**What you will do**
Will you restate verbatim the lines running from the line with "# point at: curved trail (one per instance)" to the end of the data, leaving out everything else?

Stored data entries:
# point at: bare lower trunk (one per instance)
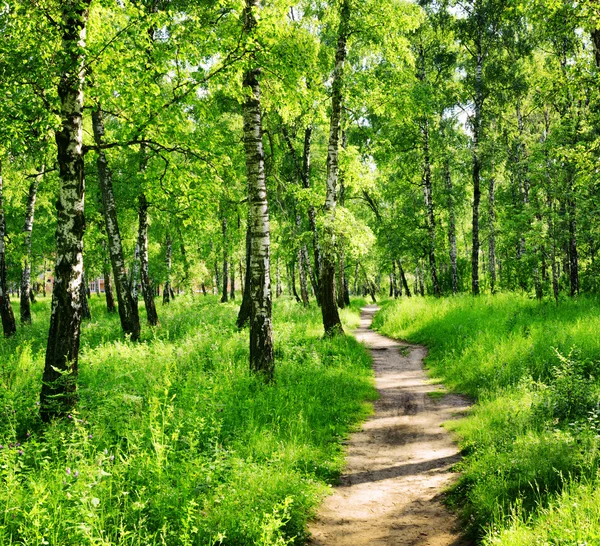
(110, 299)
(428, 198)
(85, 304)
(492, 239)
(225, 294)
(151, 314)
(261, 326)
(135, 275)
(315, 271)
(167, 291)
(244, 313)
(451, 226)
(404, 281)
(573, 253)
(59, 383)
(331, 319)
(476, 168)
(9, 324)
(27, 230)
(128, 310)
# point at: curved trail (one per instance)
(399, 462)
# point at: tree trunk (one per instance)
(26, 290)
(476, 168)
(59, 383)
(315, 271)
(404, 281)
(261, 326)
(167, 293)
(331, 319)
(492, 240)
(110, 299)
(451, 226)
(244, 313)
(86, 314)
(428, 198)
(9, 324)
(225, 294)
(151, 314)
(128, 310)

**The output**
# point at: curved trail (one per instance)
(399, 462)
# point at: tree trunk (one per instance)
(26, 290)
(476, 168)
(59, 383)
(315, 271)
(404, 281)
(261, 326)
(167, 293)
(331, 319)
(492, 240)
(110, 299)
(451, 226)
(244, 313)
(86, 314)
(428, 198)
(9, 324)
(225, 294)
(151, 314)
(128, 310)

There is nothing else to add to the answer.